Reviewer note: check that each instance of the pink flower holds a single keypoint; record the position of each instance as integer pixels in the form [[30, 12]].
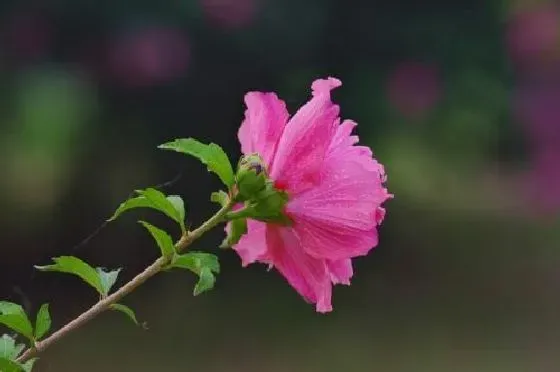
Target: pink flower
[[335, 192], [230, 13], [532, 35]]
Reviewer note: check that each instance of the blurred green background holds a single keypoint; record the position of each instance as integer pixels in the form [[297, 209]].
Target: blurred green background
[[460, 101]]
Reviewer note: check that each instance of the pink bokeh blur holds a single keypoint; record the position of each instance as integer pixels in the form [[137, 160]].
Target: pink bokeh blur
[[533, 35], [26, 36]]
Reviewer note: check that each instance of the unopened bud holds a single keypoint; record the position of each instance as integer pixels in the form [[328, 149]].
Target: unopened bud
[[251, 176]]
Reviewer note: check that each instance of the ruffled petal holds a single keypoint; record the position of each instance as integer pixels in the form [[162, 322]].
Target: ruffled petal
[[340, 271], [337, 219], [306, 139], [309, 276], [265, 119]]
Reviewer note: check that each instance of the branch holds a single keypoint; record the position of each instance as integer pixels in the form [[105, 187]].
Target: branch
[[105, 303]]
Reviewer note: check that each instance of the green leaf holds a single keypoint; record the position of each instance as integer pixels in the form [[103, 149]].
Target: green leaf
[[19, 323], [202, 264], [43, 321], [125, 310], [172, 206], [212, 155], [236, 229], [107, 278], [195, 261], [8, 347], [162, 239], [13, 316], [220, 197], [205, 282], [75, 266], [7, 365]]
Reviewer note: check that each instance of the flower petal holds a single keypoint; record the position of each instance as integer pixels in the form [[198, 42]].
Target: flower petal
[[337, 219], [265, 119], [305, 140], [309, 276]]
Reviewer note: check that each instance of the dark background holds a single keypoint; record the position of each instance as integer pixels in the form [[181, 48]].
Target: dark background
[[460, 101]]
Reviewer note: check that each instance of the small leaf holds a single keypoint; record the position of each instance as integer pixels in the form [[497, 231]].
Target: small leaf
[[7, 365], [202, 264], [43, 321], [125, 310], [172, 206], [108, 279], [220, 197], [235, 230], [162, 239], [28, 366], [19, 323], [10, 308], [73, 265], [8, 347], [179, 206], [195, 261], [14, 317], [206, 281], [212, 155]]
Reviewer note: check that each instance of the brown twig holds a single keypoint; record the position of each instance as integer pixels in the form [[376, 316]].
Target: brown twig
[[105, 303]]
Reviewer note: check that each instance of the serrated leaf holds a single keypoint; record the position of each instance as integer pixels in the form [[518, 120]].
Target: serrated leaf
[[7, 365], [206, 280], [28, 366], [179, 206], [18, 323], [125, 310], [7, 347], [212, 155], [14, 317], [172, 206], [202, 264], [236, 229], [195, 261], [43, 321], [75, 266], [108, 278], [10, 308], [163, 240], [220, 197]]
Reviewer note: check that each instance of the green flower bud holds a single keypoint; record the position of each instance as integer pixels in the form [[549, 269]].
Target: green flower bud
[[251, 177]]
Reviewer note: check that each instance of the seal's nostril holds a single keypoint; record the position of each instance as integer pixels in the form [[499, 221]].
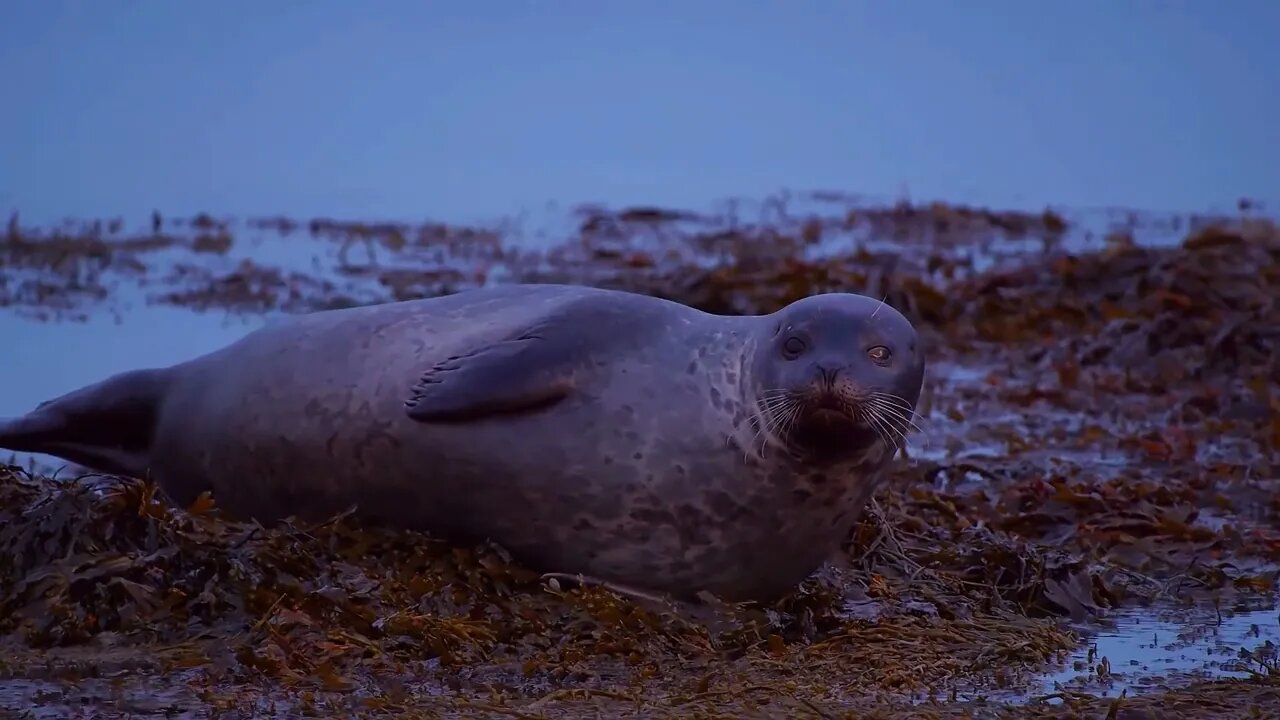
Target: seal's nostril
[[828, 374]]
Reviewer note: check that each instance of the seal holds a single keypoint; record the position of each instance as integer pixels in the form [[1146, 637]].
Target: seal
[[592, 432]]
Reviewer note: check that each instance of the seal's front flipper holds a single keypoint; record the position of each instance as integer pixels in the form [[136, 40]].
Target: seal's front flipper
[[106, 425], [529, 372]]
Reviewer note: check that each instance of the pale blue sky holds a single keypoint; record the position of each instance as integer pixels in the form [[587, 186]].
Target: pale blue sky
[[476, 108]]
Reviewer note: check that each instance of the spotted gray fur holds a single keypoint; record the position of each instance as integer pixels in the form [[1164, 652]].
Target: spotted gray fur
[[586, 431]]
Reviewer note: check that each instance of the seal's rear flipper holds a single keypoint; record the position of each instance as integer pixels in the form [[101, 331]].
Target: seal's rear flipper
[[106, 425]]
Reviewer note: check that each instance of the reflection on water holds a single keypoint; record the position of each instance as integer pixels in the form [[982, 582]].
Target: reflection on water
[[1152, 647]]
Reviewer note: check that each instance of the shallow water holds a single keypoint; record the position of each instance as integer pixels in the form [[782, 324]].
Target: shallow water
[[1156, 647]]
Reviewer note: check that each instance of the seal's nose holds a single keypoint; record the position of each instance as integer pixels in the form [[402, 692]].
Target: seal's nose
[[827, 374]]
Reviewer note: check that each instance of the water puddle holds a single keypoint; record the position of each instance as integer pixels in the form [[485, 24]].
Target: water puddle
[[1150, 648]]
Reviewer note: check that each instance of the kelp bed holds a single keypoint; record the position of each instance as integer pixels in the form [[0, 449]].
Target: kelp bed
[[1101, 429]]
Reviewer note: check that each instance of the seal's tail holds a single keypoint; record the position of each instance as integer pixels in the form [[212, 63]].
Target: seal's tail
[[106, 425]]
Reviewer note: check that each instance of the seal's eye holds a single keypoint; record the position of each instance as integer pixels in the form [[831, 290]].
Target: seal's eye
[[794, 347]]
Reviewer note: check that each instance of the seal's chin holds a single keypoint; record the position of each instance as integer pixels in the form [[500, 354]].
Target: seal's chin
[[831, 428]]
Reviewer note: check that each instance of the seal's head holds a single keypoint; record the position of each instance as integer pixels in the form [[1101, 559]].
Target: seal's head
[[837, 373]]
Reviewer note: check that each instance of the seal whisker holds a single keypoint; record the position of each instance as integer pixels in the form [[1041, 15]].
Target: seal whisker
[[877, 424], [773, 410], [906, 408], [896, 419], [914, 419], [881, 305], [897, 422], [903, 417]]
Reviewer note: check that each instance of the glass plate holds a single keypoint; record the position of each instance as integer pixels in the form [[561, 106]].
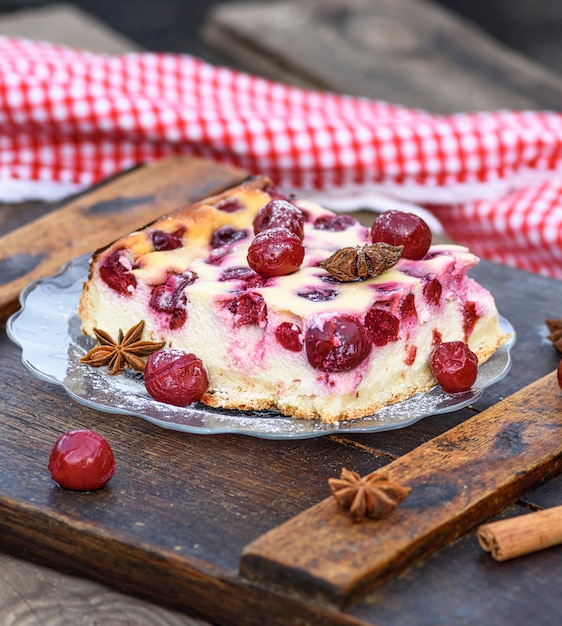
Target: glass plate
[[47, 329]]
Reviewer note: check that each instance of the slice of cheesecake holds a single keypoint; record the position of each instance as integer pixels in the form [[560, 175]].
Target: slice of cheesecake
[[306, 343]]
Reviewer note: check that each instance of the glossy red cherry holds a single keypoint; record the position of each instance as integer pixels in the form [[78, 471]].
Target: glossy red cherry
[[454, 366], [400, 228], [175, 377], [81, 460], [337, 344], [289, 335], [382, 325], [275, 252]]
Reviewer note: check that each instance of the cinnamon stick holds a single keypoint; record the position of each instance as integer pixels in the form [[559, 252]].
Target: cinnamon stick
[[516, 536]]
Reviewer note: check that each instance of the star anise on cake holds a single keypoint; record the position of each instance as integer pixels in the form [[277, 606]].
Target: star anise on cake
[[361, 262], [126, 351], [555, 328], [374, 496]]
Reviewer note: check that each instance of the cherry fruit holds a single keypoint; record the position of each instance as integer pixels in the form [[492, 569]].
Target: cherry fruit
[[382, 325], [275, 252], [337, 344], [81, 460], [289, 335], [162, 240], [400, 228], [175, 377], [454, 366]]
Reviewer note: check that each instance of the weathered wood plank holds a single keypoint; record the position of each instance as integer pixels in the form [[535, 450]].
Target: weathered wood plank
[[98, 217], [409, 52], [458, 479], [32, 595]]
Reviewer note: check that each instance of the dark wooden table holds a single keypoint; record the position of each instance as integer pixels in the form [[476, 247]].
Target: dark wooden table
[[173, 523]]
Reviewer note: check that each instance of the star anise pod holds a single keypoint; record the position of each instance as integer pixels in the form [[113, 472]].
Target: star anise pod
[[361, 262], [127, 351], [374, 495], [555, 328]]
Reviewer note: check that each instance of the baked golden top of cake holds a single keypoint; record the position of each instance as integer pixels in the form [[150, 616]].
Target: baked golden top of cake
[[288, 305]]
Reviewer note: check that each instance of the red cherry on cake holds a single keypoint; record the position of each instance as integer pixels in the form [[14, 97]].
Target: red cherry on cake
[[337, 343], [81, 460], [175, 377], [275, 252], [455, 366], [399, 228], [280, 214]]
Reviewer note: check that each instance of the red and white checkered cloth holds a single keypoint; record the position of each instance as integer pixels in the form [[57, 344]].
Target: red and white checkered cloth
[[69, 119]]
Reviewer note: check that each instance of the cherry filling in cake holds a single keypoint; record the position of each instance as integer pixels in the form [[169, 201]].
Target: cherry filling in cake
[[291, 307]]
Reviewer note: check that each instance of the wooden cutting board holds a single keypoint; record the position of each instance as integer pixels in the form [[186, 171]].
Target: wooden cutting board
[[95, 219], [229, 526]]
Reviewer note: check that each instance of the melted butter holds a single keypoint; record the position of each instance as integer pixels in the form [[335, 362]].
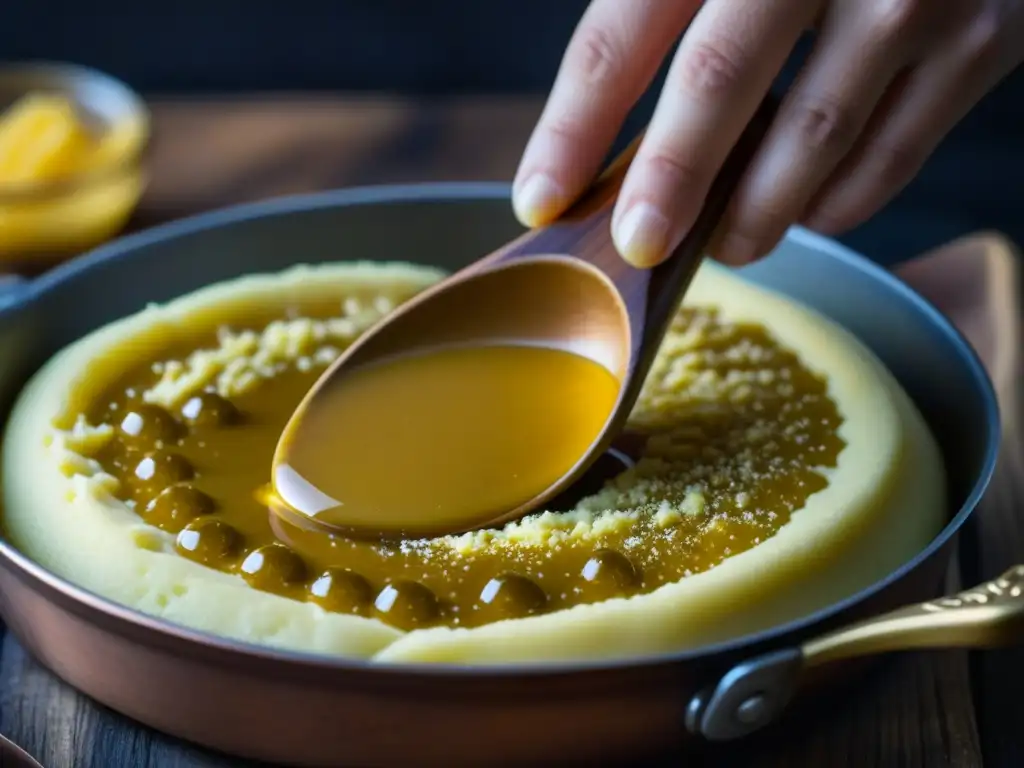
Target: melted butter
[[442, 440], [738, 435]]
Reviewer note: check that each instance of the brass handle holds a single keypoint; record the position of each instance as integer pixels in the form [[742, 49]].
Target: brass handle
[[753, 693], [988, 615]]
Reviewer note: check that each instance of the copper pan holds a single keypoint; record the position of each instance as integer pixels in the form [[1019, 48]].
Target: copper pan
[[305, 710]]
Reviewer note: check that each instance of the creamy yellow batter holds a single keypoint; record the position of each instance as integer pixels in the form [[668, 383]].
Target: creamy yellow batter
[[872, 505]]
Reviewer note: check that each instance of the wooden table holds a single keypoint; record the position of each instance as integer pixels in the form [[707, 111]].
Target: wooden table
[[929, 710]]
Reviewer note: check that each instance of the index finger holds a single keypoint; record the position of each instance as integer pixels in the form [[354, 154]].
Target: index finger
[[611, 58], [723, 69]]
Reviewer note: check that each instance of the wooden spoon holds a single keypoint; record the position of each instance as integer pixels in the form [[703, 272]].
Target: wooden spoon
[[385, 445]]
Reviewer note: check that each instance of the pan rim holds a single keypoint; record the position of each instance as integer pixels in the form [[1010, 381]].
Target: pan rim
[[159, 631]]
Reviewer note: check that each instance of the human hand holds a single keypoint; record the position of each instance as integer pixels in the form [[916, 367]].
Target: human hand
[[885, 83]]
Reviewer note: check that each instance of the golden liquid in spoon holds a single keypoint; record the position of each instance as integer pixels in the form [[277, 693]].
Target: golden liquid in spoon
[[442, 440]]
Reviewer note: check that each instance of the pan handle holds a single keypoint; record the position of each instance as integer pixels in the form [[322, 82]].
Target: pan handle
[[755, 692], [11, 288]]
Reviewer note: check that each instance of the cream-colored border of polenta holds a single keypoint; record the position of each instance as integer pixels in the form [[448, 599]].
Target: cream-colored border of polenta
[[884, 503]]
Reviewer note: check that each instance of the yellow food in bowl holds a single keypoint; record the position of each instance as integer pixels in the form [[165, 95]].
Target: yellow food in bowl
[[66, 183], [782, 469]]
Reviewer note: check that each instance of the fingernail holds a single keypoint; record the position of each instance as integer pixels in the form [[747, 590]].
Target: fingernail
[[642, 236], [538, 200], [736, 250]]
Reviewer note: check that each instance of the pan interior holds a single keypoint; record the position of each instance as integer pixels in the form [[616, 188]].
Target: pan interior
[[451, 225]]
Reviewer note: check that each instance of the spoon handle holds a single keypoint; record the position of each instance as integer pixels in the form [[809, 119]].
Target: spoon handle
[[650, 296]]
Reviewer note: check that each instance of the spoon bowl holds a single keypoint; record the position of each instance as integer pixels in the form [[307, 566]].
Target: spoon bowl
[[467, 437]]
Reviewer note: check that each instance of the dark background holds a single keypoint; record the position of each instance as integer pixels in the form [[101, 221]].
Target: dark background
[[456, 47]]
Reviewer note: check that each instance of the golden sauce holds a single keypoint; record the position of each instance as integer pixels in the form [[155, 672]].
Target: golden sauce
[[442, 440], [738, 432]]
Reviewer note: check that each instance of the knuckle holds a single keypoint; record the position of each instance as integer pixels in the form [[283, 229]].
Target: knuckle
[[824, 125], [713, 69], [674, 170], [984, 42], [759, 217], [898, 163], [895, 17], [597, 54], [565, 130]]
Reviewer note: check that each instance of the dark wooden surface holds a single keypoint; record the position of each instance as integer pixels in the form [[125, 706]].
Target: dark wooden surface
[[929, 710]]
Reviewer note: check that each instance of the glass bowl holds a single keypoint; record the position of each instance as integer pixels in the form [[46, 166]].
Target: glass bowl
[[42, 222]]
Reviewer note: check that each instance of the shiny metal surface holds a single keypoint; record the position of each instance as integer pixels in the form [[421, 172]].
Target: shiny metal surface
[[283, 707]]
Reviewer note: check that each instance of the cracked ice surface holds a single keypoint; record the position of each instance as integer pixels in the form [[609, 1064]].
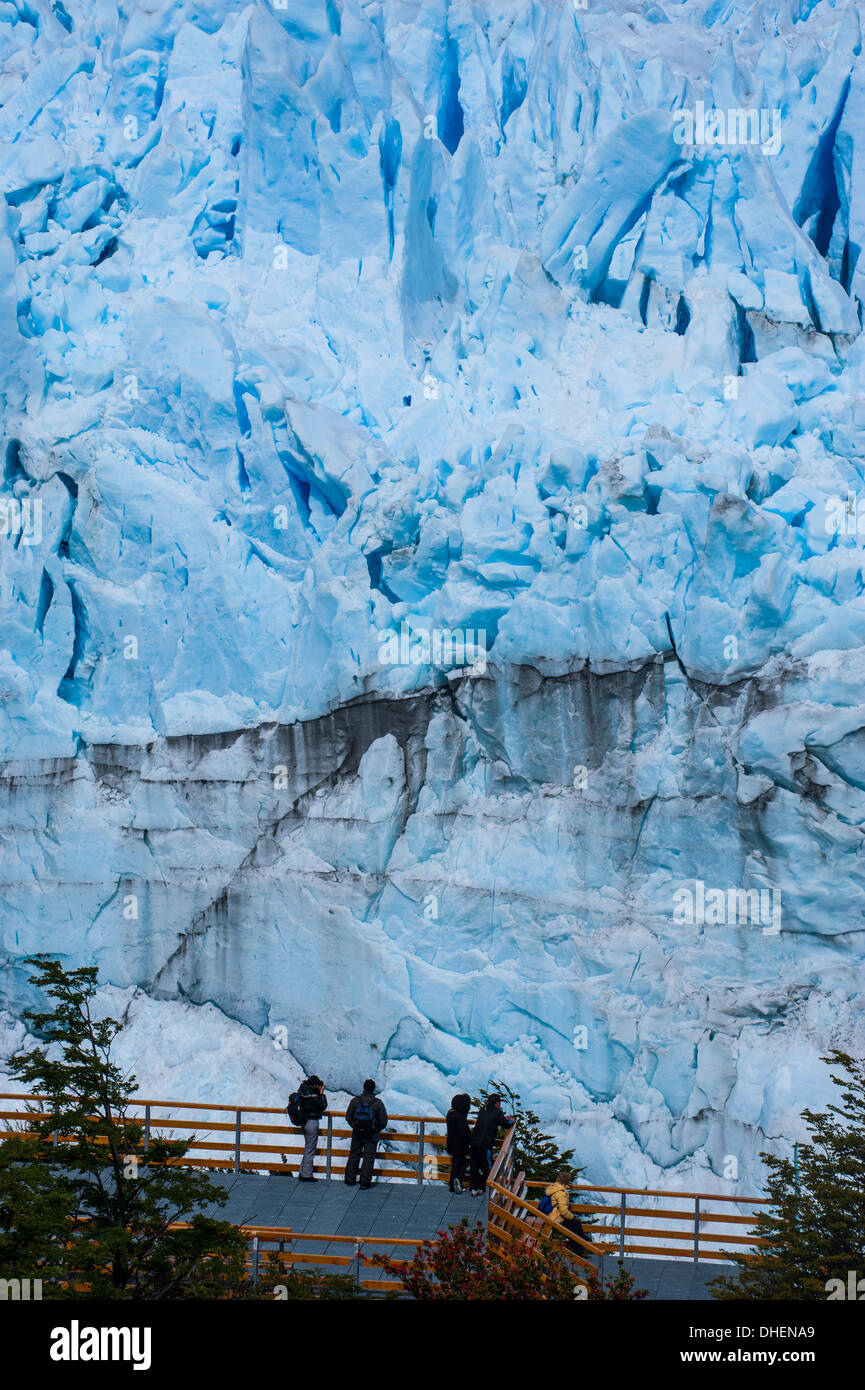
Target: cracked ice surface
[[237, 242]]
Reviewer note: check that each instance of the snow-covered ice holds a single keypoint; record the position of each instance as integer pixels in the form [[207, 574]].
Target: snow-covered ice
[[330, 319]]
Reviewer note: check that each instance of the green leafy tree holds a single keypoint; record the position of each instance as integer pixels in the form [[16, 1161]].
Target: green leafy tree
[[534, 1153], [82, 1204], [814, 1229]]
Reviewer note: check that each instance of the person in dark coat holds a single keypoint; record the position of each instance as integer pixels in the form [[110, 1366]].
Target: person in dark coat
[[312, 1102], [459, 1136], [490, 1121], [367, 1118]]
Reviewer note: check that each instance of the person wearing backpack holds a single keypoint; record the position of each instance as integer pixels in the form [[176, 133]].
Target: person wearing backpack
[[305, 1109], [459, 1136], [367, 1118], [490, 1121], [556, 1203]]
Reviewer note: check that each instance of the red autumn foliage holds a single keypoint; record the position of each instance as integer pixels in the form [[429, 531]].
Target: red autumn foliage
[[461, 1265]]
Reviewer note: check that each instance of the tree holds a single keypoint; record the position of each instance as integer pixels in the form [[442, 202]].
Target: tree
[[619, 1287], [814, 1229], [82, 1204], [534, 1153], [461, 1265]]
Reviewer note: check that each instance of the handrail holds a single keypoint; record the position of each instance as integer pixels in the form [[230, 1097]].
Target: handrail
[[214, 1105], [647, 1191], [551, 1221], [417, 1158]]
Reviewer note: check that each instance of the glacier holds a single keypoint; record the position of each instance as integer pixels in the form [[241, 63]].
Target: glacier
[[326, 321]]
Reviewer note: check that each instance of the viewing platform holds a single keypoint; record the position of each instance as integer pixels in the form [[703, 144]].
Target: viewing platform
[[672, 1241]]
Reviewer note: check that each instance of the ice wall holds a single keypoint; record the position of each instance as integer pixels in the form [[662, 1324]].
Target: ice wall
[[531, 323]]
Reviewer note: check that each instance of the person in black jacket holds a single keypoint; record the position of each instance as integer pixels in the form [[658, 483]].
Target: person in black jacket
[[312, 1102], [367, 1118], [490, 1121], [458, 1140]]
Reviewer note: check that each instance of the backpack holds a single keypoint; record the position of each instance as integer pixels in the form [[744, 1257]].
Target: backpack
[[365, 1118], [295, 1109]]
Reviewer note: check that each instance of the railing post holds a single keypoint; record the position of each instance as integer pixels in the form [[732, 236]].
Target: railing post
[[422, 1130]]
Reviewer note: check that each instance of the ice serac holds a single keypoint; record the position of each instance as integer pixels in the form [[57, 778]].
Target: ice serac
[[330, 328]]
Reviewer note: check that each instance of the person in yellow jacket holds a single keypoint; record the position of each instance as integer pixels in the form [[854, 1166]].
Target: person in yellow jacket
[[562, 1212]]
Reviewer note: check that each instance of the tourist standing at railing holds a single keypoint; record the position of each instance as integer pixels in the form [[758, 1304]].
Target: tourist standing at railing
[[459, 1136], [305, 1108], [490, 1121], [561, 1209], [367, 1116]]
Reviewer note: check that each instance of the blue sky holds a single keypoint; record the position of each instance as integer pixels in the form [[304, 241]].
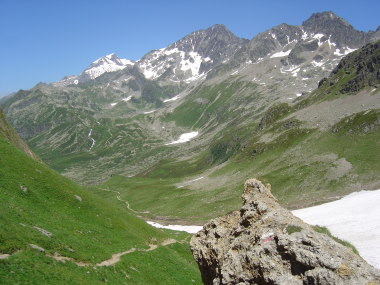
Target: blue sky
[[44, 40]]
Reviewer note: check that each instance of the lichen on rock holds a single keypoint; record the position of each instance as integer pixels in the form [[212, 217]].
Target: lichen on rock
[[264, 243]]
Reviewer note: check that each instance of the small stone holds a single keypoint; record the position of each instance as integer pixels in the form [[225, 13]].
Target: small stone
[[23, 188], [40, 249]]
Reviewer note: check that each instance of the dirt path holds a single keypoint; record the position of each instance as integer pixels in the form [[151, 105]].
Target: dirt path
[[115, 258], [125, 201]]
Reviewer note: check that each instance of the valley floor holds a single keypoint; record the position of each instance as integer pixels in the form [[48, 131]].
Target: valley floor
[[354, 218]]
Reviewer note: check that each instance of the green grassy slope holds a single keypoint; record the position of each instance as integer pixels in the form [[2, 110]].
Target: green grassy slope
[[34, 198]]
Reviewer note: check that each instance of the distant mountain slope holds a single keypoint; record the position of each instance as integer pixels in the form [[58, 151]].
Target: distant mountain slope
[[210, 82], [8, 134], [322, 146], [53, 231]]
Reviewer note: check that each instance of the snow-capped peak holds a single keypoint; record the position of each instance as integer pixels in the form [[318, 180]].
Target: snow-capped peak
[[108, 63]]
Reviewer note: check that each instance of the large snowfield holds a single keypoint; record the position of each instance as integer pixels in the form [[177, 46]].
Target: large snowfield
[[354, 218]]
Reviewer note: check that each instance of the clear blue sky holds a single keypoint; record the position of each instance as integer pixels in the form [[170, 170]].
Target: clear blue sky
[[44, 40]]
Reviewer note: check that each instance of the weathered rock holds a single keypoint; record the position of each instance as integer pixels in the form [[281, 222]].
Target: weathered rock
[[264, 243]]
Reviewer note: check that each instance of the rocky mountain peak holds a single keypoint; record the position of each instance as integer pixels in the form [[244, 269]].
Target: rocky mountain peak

+ + + +

Given exercise:
Give the stretch of the data from the line containing "Reviewer note: check that each instance of the unopened" through the line containing "[[251, 176]]" as a Markdown table with two columns, Row and Line. Number each line in order and leave out any blank lines.

Task response:
| Row | Line |
|---|---|
| 1 | Reviewer note: check that each instance of the unopened bud holds a single keypoint; record the position of each instance as integer pixels in the form [[328, 149]]. |
| 2 | Target: unopened bud |
| 3 | [[251, 176]] |